### WRITTEN INSTRUCTION
Lay out every line of the data below as a Markdown table with two columns, Row and Line. Number the rows in order and omit blank lines.

### GIVEN DATA
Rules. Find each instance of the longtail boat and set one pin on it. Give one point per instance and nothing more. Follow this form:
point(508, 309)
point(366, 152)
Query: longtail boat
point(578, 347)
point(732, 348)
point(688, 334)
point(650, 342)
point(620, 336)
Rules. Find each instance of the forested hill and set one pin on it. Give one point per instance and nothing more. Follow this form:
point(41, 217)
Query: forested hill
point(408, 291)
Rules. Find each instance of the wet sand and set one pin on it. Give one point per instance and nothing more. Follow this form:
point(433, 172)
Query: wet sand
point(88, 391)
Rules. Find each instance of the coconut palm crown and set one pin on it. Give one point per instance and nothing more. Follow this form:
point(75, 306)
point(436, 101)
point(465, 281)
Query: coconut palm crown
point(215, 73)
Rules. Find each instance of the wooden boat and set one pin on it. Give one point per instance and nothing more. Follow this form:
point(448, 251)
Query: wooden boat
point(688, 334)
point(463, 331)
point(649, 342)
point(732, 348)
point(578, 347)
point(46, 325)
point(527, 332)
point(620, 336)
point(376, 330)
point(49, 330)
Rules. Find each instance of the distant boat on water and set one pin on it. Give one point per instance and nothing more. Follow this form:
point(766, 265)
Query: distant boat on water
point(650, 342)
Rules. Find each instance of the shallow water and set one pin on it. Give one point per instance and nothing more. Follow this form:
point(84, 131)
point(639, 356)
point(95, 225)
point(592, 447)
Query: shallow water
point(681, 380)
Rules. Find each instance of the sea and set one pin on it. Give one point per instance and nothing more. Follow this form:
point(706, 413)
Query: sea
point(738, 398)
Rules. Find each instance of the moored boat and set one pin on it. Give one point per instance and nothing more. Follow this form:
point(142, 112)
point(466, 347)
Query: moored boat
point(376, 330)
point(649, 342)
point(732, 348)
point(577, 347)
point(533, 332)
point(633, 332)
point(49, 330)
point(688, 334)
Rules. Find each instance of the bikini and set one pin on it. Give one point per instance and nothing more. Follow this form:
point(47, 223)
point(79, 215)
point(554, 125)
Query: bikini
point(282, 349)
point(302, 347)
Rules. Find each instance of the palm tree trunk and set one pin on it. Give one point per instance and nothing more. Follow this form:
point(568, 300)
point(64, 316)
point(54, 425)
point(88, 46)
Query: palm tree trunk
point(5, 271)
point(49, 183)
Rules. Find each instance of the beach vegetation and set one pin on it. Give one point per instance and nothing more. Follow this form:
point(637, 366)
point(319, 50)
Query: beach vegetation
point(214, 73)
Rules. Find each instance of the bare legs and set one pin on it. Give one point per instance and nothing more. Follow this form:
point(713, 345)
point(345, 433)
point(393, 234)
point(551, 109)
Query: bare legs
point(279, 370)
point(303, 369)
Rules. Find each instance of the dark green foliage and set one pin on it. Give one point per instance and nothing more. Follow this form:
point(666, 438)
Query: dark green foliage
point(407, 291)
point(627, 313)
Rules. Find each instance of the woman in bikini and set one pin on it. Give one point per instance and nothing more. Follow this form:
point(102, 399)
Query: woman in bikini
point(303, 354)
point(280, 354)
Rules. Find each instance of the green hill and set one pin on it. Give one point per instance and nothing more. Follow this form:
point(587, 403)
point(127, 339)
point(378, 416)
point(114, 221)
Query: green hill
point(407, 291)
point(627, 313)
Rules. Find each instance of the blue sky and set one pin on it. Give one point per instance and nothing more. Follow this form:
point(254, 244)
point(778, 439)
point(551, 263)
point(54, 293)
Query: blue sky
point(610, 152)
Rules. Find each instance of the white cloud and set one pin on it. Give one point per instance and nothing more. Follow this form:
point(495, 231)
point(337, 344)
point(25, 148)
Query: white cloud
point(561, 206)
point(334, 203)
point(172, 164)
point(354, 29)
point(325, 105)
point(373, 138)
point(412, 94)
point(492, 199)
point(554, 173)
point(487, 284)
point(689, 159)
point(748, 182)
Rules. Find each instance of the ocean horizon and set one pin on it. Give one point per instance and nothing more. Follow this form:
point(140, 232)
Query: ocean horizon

### CORRECT RESULT
| Row | Line |
|---|---|
| 1 | Rules. Find each instance of the longtail boat and set one pin on it. Give one point per instance and nothing more. Follow this form: |
| 2 | point(508, 309) |
| 3 | point(366, 152) |
| 4 | Query: longtail boat |
| 5 | point(578, 347) |
| 6 | point(732, 348) |
| 7 | point(688, 334) |
| 8 | point(650, 342) |
| 9 | point(620, 336) |
| 10 | Rules. Find each instance of the forested hill and set one pin on it. Give one point per instance and nothing more. Follow this form: |
| 11 | point(41, 217) |
| 12 | Query: forested hill |
| 13 | point(408, 291) |
| 14 | Rules. Find each instance of the wet sand and set one pin on it. Give one point per instance and nothing more. Follow this form: |
| 15 | point(433, 172) |
| 16 | Query: wet sand |
| 17 | point(88, 391) |
| 18 | Rules. Find each instance of the coconut palm crown and set one pin on it. Give one point per instance and nothing more. Follow this form: |
| 19 | point(75, 306) |
| 20 | point(436, 101) |
| 21 | point(465, 281) |
| 22 | Query: coconut palm crown |
| 23 | point(215, 73) |
| 24 | Rules. Find each instance of the wooden boat and set one pin on it. Give one point per instance and nothing more. Follow this form: |
| 25 | point(448, 251) |
| 26 | Query: wooden boat |
| 27 | point(688, 334) |
| 28 | point(463, 331) |
| 29 | point(649, 342) |
| 30 | point(732, 348) |
| 31 | point(578, 347) |
| 32 | point(46, 325) |
| 33 | point(527, 332) |
| 34 | point(620, 336) |
| 35 | point(376, 330) |
| 36 | point(49, 330) |
| 37 | Rules. Find each instance of the distant boat on water and set one pin on it. Give one point per instance and nothing more. Follow this form: |
| 38 | point(766, 265) |
| 39 | Query: distant boat on water |
| 40 | point(650, 342) |
| 41 | Rules. Find each instance of the shallow water and set one pin on it. Give one point per instance and nothing more. Follow this form: |
| 42 | point(84, 131) |
| 43 | point(639, 356) |
| 44 | point(95, 225) |
| 45 | point(592, 447) |
| 46 | Query: shallow water |
| 47 | point(681, 380) |
| 48 | Rules. Find each instance of the sea and set one pin on it. Give one point per instance and nothing more. Follow this form: |
| 49 | point(706, 413) |
| 50 | Query: sea |
| 51 | point(738, 398) |
| 52 | Rules. Find each instance of the moored boat and set one pin on it. Give one point per instance and nothing more. Follow this form: |
| 53 | point(142, 112) |
| 54 | point(466, 347) |
| 55 | Query: moored boat |
| 56 | point(376, 330) |
| 57 | point(649, 342) |
| 58 | point(732, 348) |
| 59 | point(577, 347) |
| 60 | point(533, 332) |
| 61 | point(633, 332) |
| 62 | point(49, 330) |
| 63 | point(688, 334) |
| 64 | Rules. Find each instance of the bikini and set one pin on it. Give one point per instance and nothing more. Follow this form: |
| 65 | point(47, 223) |
| 66 | point(79, 215) |
| 67 | point(554, 125) |
| 68 | Query: bikini |
| 69 | point(282, 349) |
| 70 | point(302, 347) |
| 71 | Rules. Find each instance of the palm tree trunk and set one pin on it. Give one point per instance and nothing more. Follow this form: |
| 72 | point(568, 300) |
| 73 | point(64, 316) |
| 74 | point(54, 425) |
| 75 | point(88, 46) |
| 76 | Query: palm tree trunk |
| 77 | point(5, 271) |
| 78 | point(49, 183) |
| 79 | Rules. Find each instance of the beach vegetation and set one pin on it. Give one point per instance and nothing more. Follow this form: |
| 80 | point(637, 366) |
| 81 | point(319, 50) |
| 82 | Query: beach vegetation |
| 83 | point(214, 73) |
| 84 | Rules. Find each instance of the bare legs and set one pin on it. Give one point per instance and nothing more. Follow this form: |
| 85 | point(713, 345) |
| 86 | point(345, 433) |
| 87 | point(393, 234) |
| 88 | point(551, 109) |
| 89 | Query: bare legs |
| 90 | point(279, 370) |
| 91 | point(303, 369) |
| 92 | Rules. Find each instance of the dark green foliage and set one pin on it. Give one point per instance and nothing more. Follow this form: |
| 93 | point(666, 438) |
| 94 | Query: dark green foliage |
| 95 | point(407, 291) |
| 96 | point(627, 313) |
| 97 | Rules. Find each instance of the woman in bikini and set one pin on it. Give one point per instance and nothing more. Follow this form: |
| 98 | point(102, 399) |
| 99 | Query: woman in bikini |
| 100 | point(303, 354) |
| 101 | point(280, 354) |
| 102 | Rules. Find each instance of the green hill and set one pin on it. Give one point per instance and nothing more. Follow this form: |
| 103 | point(587, 403) |
| 104 | point(127, 339) |
| 105 | point(378, 416) |
| 106 | point(114, 221) |
| 107 | Query: green hill |
| 108 | point(407, 291) |
| 109 | point(627, 313) |
| 110 | Rules. Find each instance of the blue sky and set one pin on it. Give one point per instance and nothing more. Follow this form: |
| 111 | point(254, 244) |
| 112 | point(778, 439) |
| 113 | point(551, 263) |
| 114 | point(54, 293) |
| 115 | Query: blue sky |
| 116 | point(610, 152) |
| 117 | Rules. Find each instance of the white cloud and set one pin on it. Give one point per instance and nothing more. Follow this form: |
| 118 | point(495, 231) |
| 119 | point(337, 344) |
| 120 | point(25, 148) |
| 121 | Query: white cloud |
| 122 | point(561, 206) |
| 123 | point(334, 203) |
| 124 | point(172, 164) |
| 125 | point(354, 29) |
| 126 | point(325, 105) |
| 127 | point(373, 138) |
| 128 | point(412, 94) |
| 129 | point(492, 199) |
| 130 | point(554, 173) |
| 131 | point(487, 284) |
| 132 | point(689, 159) |
| 133 | point(748, 182) |
| 134 | Rules. Find each instance of the ocean horizon and set one pin on it. Give one point per instance and nothing more. Follow this form: |
| 135 | point(140, 232) |
| 136 | Query: ocean horizon |